Prompt:
Count the lines below that contain the string "smartphone", and reply with the number alone.

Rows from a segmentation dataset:
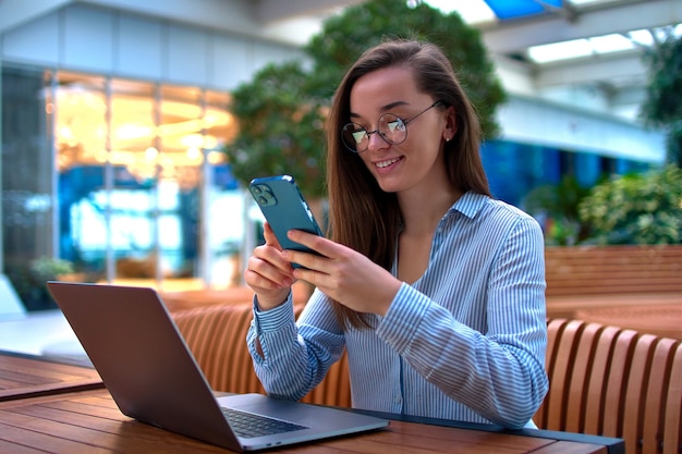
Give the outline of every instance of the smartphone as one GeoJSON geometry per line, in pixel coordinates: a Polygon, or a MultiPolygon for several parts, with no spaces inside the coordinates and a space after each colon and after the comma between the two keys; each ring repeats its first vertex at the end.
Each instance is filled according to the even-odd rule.
{"type": "MultiPolygon", "coordinates": [[[[283,249],[317,254],[287,237],[287,232],[294,229],[324,236],[293,176],[277,175],[255,179],[248,185],[248,191],[283,249]]],[[[300,267],[299,263],[292,263],[292,266],[300,267]]]]}

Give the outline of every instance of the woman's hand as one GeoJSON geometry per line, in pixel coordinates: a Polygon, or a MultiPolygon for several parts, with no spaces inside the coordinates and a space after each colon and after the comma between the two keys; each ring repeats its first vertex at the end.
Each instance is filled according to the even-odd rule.
{"type": "Polygon", "coordinates": [[[282,253],[270,225],[264,225],[265,244],[254,249],[244,270],[244,281],[258,298],[260,310],[272,309],[287,300],[294,283],[293,267],[282,253]]]}
{"type": "Polygon", "coordinates": [[[284,250],[287,261],[304,268],[293,277],[317,286],[327,296],[365,314],[386,315],[401,282],[364,255],[330,240],[291,230],[289,238],[320,254],[284,250]]]}

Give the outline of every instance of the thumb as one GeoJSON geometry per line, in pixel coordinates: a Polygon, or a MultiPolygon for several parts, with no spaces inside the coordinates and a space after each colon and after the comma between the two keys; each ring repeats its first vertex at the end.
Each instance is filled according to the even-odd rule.
{"type": "Polygon", "coordinates": [[[263,224],[263,236],[265,237],[265,244],[282,250],[282,246],[277,241],[275,232],[272,232],[272,228],[270,228],[270,224],[267,221],[263,224]]]}

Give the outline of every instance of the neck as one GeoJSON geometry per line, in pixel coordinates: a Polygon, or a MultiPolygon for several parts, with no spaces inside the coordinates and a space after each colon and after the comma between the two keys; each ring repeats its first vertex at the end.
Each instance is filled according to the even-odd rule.
{"type": "Polygon", "coordinates": [[[404,230],[407,234],[433,234],[438,222],[462,196],[460,191],[446,185],[434,189],[410,191],[398,194],[404,230]]]}

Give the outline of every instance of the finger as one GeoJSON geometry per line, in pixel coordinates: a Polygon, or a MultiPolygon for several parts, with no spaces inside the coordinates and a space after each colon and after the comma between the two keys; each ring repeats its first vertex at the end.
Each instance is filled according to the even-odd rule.
{"type": "Polygon", "coordinates": [[[287,236],[289,240],[307,246],[325,257],[334,258],[339,254],[337,250],[339,245],[325,238],[324,236],[315,235],[302,230],[290,230],[287,232],[287,236]]]}
{"type": "MultiPolygon", "coordinates": [[[[269,249],[275,251],[271,247],[264,247],[264,249],[269,249]]],[[[289,261],[283,260],[279,257],[279,262],[281,265],[273,263],[271,260],[265,259],[264,256],[267,255],[267,250],[261,250],[259,256],[253,256],[248,259],[248,267],[246,271],[253,274],[249,274],[252,282],[256,285],[265,285],[267,289],[271,289],[269,284],[265,284],[264,281],[272,282],[278,286],[290,286],[293,281],[293,268],[289,263],[289,261]]],[[[280,254],[277,254],[280,256],[280,254]]],[[[244,279],[246,280],[246,274],[244,274],[244,279]]]]}
{"type": "Polygon", "coordinates": [[[277,247],[279,250],[282,250],[282,246],[277,241],[277,236],[275,236],[275,232],[268,222],[263,224],[263,236],[265,237],[265,243],[269,246],[277,247]]]}

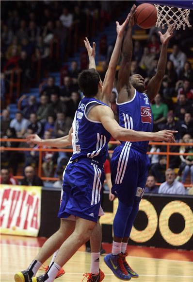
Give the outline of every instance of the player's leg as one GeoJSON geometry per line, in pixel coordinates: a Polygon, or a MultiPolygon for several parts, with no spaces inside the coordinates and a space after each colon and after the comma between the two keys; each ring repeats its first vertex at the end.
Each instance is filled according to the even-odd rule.
{"type": "Polygon", "coordinates": [[[73,232],[75,228],[74,222],[61,219],[59,230],[43,245],[37,256],[25,270],[18,272],[15,276],[16,282],[30,282],[35,276],[39,268],[56,250],[60,248],[64,240],[73,232]]]}
{"type": "MultiPolygon", "coordinates": [[[[55,262],[49,269],[42,277],[40,281],[53,282],[58,271],[75,253],[78,249],[90,237],[96,223],[84,218],[77,218],[74,232],[63,244],[56,256],[55,262]]],[[[32,278],[33,282],[38,281],[36,277],[32,278]]]]}

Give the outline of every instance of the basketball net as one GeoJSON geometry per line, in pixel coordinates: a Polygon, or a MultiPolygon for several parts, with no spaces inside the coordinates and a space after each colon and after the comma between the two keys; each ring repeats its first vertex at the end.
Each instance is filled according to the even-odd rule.
{"type": "Polygon", "coordinates": [[[176,29],[179,29],[182,26],[183,29],[185,29],[186,25],[188,27],[192,26],[188,21],[190,9],[156,4],[155,6],[158,18],[157,27],[161,26],[162,28],[164,28],[165,25],[168,27],[175,24],[176,29]]]}

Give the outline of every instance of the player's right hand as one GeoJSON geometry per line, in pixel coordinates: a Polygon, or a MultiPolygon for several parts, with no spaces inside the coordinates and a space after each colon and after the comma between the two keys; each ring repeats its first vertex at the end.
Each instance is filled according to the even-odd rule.
{"type": "Polygon", "coordinates": [[[42,139],[37,134],[31,134],[27,138],[27,142],[28,144],[41,144],[42,139]]]}
{"type": "Polygon", "coordinates": [[[155,133],[155,135],[153,139],[154,141],[165,141],[170,143],[176,142],[174,134],[177,133],[176,130],[161,130],[155,133]]]}

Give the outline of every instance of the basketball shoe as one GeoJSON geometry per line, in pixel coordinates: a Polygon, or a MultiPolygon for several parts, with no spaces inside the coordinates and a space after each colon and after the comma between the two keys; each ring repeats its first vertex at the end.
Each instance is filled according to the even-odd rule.
{"type": "Polygon", "coordinates": [[[23,270],[15,274],[16,282],[32,282],[33,273],[31,270],[23,270]]]}
{"type": "MultiPolygon", "coordinates": [[[[45,271],[45,273],[46,273],[48,271],[48,269],[49,269],[49,265],[45,265],[45,266],[42,266],[42,268],[40,268],[40,270],[42,270],[44,269],[44,270],[45,271]]],[[[58,271],[58,274],[57,275],[55,279],[56,278],[58,278],[59,277],[60,277],[61,276],[62,276],[63,275],[64,275],[64,273],[65,273],[64,270],[63,269],[63,268],[61,268],[58,271]]]]}
{"type": "Polygon", "coordinates": [[[113,255],[108,254],[104,258],[105,264],[114,275],[121,280],[130,280],[130,275],[126,270],[123,260],[123,254],[113,255]]]}
{"type": "Polygon", "coordinates": [[[83,275],[84,277],[82,280],[82,281],[85,278],[87,279],[87,282],[100,282],[102,281],[105,277],[103,272],[99,269],[98,274],[93,274],[93,273],[85,273],[83,275]]]}
{"type": "Polygon", "coordinates": [[[133,270],[128,263],[126,261],[126,257],[128,256],[128,252],[126,251],[124,254],[122,253],[122,260],[125,268],[132,278],[138,278],[139,275],[133,270]]]}

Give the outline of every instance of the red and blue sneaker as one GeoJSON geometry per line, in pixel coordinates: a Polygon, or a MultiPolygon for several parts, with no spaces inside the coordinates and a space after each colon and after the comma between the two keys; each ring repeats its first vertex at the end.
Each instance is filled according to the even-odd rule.
{"type": "Polygon", "coordinates": [[[132,278],[138,278],[139,275],[131,268],[129,264],[126,261],[126,257],[128,256],[128,252],[126,251],[124,254],[122,253],[122,260],[123,264],[124,264],[125,268],[126,269],[132,278]]]}
{"type": "Polygon", "coordinates": [[[119,279],[128,281],[131,278],[125,267],[122,253],[115,255],[108,254],[104,258],[104,261],[116,277],[119,279]]]}

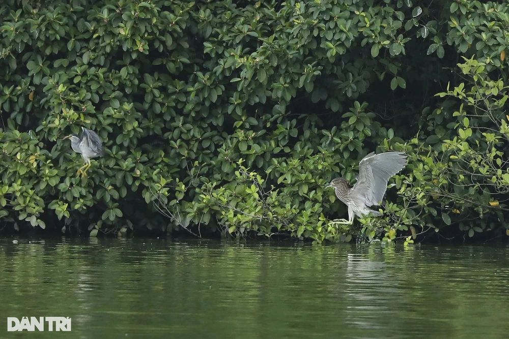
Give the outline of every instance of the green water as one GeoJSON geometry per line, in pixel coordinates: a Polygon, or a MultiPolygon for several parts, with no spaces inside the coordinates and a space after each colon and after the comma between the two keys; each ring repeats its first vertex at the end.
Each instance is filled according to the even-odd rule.
{"type": "Polygon", "coordinates": [[[505,248],[0,239],[0,338],[504,338],[505,248]],[[65,316],[70,332],[8,332],[65,316]]]}

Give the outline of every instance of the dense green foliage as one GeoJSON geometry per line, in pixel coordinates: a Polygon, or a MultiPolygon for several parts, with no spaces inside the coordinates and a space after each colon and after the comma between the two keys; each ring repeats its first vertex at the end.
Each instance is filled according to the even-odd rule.
{"type": "Polygon", "coordinates": [[[16,229],[505,233],[505,4],[68,2],[0,5],[0,217],[16,229]],[[80,179],[60,139],[82,126],[106,151],[80,179]],[[329,225],[346,208],[324,186],[390,149],[410,158],[384,216],[329,225]]]}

Response to this exercise:
1